** Blok Teks **
▽
Rupiah tertekan, BI bisa memangkas suku bunga lagi



KONTAN.CO.ID - JAKARTA. Meningkatnya status wabah corona global dari epidemi menjadi pandemi membuat pergerakan nilai tukar rupiah kian terperosot. Bisa jadi pelemahan ini akan berlanjut sepanjang semester pertama 2020.

Pada perdagangan Kamis (12/3), Bloomberg mencatatkan pelemahan nilai tukar rupiah hingga 1,03% ke level Rp 14.522 per dolar Amerika Serikat (AS). Sedangkan pada kurs tengah Bank Indonesia (BI) atau dikenal JISDOR, rupiah tercatat melemah 1,15% ke level Rp 14.490 per dolar AS.

Presiden Commissioner HFX International Berjangka Sutopo Widodo mengatakan, pergerakan nilai tukar rupiah yang lemah di hadapan dolar AS disebabkan oleh maraknya modal asing yang keluar dari Indonesia. Hal ini dipicu meningkatnya status wabah virus corona yang masih belum diketahui kapan akan berakhir.


Baca Juga: WHO kerek status corona jadi pandemi, rupiah bisa tembus ke Rp 15.000 per dolar AS?

"Sepertinya banyak investasi modal asing ditarik kembali ke negara mereka masing-masing untuk memperkuat ketahanan lokal mereka, contohnya Jepang dan AS," ujar Sutopo kepada Kontan.co.id, Kamis (12/3).

Dia mengatakan, walaupun masih ada sejumlah dana yang tersimpan di perbankan Tanah Air, kondisi likuiditas bursa saham ataupun aset surat utang negara (SUN) mulai menipis. Untuk itu, Sutopo menilai ke depan, masih ada kemungkinan bagi bank sentral untuk memotong suku bunga lanjutan.

Dengan begitu, stimulus BI diharapkan mampu untuk mem-backup ketahanan lokal seperti yang dilakukan oleh banyak negara ekonomi besar. Sutopo menjelaskan, pemangkasan suku bunga acuan saat ini seolah sudah menjadi tren untuk mendorong penguatan fundamental ekonomi suatu negara dari risiko atau dampak virus corona.

Baca Juga: Rupiah tembus Rp 14.500 per dolar AS, ini level resistance selanjutnya

Sutopo menambahkan, pemangkasan suku bunga acuan juga berfungsi untuk mendongkrak pinjaman dan pembiayaan. Dengan begitu, secara keseluruhan pemangkasan suku bunga juga mampu merangsang pertumbuhan yang melambat dan diperparah dari faktor eksternal.
△
** Tujuan Tugas **
Bisakah Anda meneruskan berita tentang pelemahan rupiah dan peluang BI memangkas suku bunga, mulai setelah kalimat terakhirnya?

** Data Tersedia **
▽
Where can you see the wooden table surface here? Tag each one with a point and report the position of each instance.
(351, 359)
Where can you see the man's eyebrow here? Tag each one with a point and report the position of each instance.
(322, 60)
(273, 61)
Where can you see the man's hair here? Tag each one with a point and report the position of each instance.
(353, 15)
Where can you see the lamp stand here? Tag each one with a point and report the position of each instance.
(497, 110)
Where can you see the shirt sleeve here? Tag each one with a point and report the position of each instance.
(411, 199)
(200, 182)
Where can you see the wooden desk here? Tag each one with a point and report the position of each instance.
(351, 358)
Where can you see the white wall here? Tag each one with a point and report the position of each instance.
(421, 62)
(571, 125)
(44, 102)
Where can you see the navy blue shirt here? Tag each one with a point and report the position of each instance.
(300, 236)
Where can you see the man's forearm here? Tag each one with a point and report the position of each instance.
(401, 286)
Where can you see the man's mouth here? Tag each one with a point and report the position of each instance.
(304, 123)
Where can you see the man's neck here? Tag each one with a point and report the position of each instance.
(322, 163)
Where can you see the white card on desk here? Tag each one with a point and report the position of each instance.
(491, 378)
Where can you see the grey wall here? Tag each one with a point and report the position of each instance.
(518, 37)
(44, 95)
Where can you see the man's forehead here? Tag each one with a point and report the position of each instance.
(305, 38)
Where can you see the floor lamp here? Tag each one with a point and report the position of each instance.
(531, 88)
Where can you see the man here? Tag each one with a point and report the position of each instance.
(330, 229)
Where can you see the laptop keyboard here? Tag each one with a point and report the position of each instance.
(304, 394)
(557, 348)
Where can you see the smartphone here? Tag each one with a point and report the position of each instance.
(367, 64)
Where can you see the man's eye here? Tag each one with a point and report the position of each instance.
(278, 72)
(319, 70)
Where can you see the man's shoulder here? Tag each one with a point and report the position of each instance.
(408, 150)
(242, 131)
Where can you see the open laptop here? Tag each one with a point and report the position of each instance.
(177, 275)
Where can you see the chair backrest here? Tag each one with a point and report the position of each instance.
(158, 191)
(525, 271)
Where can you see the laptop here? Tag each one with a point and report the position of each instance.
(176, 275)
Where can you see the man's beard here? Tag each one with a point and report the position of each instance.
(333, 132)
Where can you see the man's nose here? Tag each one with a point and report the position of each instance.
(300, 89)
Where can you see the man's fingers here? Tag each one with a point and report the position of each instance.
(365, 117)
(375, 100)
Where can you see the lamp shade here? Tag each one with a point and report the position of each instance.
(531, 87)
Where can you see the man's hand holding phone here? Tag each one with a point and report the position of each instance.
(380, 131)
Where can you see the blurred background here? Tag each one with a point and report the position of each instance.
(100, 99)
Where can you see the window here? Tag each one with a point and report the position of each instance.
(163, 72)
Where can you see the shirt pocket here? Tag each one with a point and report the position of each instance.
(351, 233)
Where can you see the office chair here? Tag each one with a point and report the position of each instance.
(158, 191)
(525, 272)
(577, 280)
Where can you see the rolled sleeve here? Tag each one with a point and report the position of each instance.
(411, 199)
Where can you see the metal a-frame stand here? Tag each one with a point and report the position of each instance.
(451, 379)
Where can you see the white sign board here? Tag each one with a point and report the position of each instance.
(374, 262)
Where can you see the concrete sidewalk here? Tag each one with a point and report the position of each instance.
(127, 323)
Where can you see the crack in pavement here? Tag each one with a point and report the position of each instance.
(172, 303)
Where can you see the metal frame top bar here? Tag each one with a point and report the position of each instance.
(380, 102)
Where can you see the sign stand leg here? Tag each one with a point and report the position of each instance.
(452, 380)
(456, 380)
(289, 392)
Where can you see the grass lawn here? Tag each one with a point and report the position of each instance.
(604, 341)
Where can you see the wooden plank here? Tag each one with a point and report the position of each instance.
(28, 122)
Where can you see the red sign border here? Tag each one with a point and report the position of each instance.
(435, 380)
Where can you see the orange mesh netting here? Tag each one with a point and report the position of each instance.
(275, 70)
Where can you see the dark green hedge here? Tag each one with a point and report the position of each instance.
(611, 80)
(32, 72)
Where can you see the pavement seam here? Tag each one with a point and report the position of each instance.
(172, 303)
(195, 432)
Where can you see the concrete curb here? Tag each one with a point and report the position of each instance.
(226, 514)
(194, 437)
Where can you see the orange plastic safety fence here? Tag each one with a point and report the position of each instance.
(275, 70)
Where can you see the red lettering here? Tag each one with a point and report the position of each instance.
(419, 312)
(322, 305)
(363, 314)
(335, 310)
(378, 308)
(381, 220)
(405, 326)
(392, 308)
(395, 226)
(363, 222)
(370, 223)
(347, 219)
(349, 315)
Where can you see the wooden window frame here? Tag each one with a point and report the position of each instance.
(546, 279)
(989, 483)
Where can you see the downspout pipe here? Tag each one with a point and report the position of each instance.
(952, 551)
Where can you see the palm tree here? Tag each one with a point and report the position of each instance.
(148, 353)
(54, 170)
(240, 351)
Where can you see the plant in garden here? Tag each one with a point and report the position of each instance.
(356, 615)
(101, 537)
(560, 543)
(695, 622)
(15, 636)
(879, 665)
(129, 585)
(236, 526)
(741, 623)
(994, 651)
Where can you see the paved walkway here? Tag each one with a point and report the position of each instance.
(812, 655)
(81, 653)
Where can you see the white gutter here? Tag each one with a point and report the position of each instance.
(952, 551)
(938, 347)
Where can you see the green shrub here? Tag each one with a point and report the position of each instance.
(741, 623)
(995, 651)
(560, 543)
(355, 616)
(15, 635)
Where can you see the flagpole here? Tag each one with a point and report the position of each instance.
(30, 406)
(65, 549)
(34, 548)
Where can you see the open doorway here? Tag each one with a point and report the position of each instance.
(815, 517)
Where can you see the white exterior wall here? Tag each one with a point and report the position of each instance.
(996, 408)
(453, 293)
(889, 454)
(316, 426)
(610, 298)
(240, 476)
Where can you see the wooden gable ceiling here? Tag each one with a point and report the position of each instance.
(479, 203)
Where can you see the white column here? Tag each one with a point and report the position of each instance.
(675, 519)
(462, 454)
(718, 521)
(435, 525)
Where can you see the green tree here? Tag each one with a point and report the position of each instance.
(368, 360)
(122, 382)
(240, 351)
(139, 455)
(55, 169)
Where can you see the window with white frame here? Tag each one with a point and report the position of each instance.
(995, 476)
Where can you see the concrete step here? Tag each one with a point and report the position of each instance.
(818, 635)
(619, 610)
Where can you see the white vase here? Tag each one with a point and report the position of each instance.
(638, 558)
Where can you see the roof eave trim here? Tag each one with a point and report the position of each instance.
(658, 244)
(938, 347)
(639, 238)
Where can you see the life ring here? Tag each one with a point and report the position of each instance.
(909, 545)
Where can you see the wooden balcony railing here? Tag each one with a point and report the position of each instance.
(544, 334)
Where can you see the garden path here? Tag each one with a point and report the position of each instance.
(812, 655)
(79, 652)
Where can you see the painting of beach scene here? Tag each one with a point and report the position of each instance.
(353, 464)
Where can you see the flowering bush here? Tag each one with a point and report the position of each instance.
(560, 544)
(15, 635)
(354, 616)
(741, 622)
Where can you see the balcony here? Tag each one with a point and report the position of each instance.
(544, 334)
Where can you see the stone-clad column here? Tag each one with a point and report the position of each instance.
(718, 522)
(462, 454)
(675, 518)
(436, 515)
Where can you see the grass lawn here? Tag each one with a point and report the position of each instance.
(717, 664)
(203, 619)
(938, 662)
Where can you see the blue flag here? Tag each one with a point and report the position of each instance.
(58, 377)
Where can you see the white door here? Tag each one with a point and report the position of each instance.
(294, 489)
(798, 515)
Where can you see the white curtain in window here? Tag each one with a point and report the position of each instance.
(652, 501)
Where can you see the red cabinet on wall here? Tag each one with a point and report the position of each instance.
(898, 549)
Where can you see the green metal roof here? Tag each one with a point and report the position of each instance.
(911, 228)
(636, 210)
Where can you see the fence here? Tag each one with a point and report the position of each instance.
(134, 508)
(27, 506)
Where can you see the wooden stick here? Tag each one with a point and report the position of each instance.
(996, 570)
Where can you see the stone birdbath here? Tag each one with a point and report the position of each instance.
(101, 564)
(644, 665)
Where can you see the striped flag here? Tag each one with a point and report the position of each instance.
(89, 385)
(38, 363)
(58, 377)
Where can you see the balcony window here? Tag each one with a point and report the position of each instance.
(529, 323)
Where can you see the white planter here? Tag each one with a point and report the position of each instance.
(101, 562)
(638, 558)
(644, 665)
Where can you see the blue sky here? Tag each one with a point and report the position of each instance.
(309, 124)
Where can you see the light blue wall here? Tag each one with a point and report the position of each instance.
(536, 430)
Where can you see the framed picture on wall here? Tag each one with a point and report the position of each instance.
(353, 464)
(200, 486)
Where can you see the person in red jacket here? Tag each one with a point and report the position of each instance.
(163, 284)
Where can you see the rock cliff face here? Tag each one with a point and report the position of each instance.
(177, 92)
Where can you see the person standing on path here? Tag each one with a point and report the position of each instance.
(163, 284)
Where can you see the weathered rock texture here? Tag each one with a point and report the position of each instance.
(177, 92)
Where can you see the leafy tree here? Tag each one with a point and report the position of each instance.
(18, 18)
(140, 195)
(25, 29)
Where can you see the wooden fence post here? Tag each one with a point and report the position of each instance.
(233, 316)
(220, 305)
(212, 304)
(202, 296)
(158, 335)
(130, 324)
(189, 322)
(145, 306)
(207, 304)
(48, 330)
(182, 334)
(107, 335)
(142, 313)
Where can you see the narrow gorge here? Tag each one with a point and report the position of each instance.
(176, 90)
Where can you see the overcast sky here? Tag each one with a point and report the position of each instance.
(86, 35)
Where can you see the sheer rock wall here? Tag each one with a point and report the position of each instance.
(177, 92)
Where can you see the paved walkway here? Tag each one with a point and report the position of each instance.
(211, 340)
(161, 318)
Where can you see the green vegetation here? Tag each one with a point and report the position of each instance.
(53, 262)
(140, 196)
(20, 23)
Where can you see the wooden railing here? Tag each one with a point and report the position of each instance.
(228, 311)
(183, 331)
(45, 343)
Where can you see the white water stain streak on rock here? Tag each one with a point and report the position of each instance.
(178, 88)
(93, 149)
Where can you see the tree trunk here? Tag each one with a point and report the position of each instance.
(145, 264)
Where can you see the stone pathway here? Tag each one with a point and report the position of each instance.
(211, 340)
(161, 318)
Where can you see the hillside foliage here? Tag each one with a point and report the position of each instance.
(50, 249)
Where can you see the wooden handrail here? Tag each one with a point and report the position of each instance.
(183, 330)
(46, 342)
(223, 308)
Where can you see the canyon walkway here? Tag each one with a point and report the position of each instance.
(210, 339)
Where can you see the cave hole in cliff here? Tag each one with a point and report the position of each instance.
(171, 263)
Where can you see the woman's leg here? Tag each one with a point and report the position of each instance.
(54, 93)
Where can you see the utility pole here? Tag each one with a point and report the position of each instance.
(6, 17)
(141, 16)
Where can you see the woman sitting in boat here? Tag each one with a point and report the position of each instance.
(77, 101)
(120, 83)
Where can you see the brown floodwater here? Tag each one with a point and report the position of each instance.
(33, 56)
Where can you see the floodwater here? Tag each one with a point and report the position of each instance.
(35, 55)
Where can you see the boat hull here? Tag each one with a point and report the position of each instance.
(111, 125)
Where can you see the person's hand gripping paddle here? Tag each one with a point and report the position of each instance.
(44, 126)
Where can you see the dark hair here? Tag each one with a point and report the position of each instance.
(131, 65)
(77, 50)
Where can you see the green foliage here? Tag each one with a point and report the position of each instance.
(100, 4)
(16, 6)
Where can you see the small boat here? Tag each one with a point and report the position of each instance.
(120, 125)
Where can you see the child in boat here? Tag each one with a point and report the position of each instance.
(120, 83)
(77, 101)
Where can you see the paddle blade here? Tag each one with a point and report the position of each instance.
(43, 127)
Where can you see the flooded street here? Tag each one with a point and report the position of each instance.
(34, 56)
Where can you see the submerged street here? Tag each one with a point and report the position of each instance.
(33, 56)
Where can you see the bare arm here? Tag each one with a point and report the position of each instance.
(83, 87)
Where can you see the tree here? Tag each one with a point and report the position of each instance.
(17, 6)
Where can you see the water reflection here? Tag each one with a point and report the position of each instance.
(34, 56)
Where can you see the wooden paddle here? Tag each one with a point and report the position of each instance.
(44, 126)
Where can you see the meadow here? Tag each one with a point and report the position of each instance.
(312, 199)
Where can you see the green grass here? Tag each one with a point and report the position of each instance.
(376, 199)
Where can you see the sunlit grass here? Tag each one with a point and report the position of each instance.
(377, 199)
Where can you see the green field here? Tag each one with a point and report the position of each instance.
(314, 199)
△
** Jawaban Latihan **
Di sisi lain, pelemahan rupiah juga disebabkan oleh respons pasar keuangan terhadap pemotongan suku bunga mendadak dari Bank Sentral AS (The Fed) sebesar 50 basis poin (bps) pekan sebelumnya. Pemangkasan tersebut juga diikuti oleh hampir semua bank sentral di dunia.

"BI seharusnya juga melakukan hal yang sama, (pangkas) 25 bps secara bertahap. Rupiah bisa menguat terbatas sekitar 200 basis poin, selanjutnya kembali lagi pada situasi global," ungkapnya.

Baca Juga: Anjlok 5,01%, IHSG masih berpeluang tertekan pada perdagangan Jumat (13/3)

Sebagaimana diketahui, kepanikan akan dampak virus terhadap resesi global dikhawatirkan akan memutuskan rantai distribusi barang dan jasa. Alhasil, tak hanya di Indonesia seluruh pasar global tengah gamang, dan pasar valas terpukul dengan volatilitas tinggi termasuk mata uang Garuda.

"Level Rp 14.800 adalah sebuah kemungkinan pelemahan lanjutan, jika tidak ada kebijakan dari pemerintah yang konkret untuk bergabung dengan keputusan bank sentral dunia dalam hal pelonggaran kebijakan moneter," tegasnya.

Bagi investor Tanah Air, Sutopo menyarankan untuk memperbanyak porsi cash saat kondisi ekonomi seperti saat ini. Selain itu, investor juga bisa berinvestasi di instrumen yang lebih rendah risiko dan likuid seperti deposito.

Baca Juga: IHSG anjlok 5,01% ke level terendah sejak Juni 2016

"Jika ingin sedikit berspekulasi, boleh sambil menunggu kesempatan untuk membeli saham-saham blue chip yang sudah terdiskon lebih dari 30% saat ini," pungkas dia.